Aim of the task →
Begin with the line containing "of the rolled" and copy each line exactly through the last line of the entries, inclusive.

Stored rows →
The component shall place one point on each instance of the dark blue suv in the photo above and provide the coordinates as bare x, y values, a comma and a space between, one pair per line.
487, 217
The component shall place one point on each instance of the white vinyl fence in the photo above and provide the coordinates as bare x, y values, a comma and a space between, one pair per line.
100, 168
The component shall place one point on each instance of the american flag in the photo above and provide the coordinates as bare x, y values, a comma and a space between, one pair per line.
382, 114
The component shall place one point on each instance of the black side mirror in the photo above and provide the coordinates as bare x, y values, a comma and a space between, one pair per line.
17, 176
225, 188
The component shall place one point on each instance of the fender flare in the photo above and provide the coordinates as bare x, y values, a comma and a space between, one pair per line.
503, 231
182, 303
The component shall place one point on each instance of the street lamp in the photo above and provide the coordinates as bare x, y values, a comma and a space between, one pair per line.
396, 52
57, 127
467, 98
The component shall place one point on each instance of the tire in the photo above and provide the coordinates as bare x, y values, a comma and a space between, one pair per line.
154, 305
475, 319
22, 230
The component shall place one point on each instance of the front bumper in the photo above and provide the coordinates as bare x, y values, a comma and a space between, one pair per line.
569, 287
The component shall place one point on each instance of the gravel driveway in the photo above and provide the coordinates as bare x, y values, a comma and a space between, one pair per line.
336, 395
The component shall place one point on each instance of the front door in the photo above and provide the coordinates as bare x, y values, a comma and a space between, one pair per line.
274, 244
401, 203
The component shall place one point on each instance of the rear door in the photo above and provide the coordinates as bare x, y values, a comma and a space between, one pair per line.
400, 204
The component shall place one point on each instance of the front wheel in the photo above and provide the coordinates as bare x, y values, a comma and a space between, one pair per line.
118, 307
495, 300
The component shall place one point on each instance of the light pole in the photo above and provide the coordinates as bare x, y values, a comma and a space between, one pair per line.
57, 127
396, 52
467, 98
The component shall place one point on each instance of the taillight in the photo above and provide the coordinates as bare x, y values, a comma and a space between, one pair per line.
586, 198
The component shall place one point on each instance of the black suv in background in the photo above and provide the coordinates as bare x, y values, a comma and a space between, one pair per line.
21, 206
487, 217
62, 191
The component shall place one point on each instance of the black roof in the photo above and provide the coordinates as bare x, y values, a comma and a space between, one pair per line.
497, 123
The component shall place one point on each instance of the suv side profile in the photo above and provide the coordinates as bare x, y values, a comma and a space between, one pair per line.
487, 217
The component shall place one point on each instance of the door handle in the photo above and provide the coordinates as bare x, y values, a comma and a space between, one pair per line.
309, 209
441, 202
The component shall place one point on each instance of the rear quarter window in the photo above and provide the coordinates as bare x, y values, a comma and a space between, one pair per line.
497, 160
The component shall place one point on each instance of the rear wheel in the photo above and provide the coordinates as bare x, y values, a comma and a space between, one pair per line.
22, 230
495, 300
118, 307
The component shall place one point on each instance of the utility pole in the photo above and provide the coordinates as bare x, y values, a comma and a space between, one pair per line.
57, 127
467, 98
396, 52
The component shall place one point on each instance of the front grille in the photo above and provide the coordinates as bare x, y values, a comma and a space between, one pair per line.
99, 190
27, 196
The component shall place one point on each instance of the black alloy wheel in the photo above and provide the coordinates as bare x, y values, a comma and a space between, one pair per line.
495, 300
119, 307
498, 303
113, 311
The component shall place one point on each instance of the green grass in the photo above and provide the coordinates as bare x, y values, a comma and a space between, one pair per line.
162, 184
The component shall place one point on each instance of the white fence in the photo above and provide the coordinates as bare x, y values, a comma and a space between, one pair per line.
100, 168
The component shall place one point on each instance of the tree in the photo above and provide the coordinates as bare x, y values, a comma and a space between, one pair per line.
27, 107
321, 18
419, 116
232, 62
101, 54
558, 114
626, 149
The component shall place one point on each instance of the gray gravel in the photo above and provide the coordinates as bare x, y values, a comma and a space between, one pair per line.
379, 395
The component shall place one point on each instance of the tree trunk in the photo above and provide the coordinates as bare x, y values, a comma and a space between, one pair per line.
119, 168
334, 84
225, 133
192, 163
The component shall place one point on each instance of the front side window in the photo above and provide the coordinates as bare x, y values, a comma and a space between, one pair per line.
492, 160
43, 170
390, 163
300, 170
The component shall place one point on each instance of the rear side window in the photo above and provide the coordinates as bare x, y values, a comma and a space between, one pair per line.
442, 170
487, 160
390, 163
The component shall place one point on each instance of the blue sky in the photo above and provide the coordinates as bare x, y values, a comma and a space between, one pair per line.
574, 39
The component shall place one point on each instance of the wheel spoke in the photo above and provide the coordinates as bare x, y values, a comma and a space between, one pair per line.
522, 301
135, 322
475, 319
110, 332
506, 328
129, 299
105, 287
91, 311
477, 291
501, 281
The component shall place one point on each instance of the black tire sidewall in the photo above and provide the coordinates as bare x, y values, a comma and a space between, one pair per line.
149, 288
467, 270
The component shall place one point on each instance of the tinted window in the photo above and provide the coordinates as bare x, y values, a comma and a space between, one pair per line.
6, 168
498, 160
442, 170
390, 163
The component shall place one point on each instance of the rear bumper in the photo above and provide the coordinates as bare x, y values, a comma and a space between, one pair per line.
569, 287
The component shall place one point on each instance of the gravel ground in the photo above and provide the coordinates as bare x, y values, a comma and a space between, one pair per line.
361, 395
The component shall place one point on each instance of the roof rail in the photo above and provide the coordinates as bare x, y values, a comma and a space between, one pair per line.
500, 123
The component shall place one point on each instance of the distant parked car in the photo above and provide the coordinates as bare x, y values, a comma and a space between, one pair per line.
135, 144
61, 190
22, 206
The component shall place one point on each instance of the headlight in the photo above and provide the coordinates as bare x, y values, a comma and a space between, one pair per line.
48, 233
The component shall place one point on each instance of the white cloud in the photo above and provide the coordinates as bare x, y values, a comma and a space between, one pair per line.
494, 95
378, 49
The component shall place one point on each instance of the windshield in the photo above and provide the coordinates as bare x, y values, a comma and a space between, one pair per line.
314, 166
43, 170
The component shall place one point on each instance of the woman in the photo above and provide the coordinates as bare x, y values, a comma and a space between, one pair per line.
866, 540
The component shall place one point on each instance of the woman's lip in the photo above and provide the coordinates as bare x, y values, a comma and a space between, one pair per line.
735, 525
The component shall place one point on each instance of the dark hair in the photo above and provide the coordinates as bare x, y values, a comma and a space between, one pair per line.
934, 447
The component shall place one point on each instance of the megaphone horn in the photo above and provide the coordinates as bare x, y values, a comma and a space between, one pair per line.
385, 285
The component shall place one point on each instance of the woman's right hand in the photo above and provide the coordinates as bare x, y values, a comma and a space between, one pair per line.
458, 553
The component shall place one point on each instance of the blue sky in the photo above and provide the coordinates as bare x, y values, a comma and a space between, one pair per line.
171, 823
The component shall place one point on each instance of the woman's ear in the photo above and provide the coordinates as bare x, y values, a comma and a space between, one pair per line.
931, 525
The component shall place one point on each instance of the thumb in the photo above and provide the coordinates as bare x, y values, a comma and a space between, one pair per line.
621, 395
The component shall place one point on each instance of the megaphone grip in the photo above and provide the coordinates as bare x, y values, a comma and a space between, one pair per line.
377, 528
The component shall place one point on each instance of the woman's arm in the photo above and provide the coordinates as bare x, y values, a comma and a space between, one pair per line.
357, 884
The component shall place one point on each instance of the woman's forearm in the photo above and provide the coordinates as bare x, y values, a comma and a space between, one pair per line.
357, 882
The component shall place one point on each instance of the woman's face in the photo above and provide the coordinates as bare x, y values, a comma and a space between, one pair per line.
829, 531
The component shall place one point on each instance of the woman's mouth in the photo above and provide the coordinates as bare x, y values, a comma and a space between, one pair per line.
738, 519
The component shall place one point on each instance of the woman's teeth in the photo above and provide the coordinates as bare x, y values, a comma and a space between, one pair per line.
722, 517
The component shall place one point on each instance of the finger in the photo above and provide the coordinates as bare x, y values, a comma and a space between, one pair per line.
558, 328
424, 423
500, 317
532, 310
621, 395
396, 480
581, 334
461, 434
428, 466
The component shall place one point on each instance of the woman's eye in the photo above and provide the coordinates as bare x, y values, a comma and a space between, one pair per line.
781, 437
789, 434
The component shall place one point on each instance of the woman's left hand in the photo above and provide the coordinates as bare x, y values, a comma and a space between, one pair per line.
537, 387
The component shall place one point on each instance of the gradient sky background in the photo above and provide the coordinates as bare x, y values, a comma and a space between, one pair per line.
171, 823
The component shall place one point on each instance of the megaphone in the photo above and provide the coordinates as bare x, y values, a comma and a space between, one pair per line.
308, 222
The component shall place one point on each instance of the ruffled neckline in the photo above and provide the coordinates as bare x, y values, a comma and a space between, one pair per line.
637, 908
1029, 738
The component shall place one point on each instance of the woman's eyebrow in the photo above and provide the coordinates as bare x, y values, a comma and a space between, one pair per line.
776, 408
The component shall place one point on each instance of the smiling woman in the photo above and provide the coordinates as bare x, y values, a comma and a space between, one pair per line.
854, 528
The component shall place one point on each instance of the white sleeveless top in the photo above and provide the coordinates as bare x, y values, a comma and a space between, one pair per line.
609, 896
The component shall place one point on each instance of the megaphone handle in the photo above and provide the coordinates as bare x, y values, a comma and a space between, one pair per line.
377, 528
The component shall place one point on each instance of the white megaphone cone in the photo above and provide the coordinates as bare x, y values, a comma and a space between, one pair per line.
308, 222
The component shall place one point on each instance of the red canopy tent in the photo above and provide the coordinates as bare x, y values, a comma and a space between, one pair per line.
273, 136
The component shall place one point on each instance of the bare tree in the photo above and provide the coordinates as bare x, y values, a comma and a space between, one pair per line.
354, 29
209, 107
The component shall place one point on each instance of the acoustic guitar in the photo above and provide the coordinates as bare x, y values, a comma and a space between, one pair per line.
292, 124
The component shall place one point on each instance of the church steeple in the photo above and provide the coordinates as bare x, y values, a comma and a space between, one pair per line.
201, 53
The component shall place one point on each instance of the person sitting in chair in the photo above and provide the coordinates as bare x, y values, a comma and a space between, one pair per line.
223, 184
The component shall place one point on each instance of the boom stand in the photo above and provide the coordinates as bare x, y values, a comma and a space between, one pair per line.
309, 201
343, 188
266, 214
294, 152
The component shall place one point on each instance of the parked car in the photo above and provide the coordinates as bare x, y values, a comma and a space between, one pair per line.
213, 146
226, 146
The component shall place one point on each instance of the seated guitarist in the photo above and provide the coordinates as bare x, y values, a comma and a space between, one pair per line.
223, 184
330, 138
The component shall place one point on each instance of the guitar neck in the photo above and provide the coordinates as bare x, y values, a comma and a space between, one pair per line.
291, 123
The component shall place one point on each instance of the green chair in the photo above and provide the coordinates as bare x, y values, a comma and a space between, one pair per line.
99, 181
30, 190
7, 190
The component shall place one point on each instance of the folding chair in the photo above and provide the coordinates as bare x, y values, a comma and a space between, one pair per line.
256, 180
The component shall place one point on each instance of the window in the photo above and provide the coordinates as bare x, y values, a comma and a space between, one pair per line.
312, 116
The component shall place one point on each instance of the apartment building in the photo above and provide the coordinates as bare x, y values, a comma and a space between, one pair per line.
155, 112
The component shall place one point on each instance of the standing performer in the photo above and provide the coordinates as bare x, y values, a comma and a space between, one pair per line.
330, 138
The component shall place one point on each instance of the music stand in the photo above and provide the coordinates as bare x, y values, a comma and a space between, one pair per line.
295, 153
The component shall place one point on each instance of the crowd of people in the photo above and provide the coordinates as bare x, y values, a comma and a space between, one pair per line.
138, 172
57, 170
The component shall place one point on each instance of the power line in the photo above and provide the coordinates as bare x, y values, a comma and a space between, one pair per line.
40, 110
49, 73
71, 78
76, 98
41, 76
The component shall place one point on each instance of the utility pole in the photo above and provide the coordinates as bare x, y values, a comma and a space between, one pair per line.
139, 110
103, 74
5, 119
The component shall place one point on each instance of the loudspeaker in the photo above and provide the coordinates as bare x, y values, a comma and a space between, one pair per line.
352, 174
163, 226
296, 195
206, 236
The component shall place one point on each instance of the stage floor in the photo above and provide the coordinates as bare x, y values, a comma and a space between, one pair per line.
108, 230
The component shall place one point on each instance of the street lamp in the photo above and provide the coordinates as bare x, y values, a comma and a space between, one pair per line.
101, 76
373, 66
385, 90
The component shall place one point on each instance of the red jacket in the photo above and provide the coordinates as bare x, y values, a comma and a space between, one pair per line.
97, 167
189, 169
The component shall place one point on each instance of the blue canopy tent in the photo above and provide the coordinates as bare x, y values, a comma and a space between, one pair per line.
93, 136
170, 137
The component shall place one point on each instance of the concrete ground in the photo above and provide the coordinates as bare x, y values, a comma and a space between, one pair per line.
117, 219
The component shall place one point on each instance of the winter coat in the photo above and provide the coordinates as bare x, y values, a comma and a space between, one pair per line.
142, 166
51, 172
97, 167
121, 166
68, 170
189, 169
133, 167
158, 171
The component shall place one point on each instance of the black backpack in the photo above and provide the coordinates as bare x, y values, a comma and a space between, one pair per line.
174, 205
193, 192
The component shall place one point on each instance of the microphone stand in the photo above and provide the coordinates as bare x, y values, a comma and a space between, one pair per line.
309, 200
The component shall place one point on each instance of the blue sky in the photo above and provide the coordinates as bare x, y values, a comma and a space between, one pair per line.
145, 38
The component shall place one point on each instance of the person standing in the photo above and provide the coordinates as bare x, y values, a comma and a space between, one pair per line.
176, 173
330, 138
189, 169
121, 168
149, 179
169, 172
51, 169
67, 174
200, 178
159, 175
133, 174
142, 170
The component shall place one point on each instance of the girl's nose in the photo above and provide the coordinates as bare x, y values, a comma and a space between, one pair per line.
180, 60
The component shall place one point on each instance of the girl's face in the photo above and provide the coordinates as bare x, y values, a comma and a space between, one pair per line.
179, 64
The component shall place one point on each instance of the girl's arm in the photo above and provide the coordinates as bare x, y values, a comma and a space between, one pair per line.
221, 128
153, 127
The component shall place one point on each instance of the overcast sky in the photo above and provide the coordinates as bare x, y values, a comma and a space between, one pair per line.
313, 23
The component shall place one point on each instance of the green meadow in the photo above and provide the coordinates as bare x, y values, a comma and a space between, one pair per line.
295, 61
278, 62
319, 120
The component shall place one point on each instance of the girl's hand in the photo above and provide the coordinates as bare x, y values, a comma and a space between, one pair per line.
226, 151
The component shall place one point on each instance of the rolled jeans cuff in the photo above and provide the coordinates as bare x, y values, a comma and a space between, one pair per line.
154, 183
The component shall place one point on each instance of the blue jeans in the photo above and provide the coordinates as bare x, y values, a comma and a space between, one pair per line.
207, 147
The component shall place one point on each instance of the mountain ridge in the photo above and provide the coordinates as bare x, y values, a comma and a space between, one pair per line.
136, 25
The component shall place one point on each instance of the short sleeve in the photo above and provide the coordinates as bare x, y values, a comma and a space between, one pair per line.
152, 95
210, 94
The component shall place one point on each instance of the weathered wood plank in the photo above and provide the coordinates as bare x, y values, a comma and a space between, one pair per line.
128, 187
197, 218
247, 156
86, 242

Solution for this problem →
The component shall place one point on each instance of the rolled jeans cuff in the photo above and provide the coordinates as bare x, y values, a comma and a space between, one pair per line.
154, 183
The component shall place one point on each instance of the blue jeans in the photo above and provide the coordinates as bare x, y values, a comma and a space between, one pair per line.
207, 147
The component shall place one point on each instance of the mountain ridge in the photo above and provide the coordinates as bare x, y values, a comma and a space between, one pair per line.
136, 25
The component shall place one point on each instance of the short sleeve in the photo above and provide the coordinates as bare x, y values, a comma and a space between, one pair per line.
152, 95
210, 94
The component shall place one point on each instance of the weathered wood plank in the photo above and provide the coordinates as bare x, y values, a comma and a space between, one pair per line.
128, 187
197, 218
247, 156
86, 242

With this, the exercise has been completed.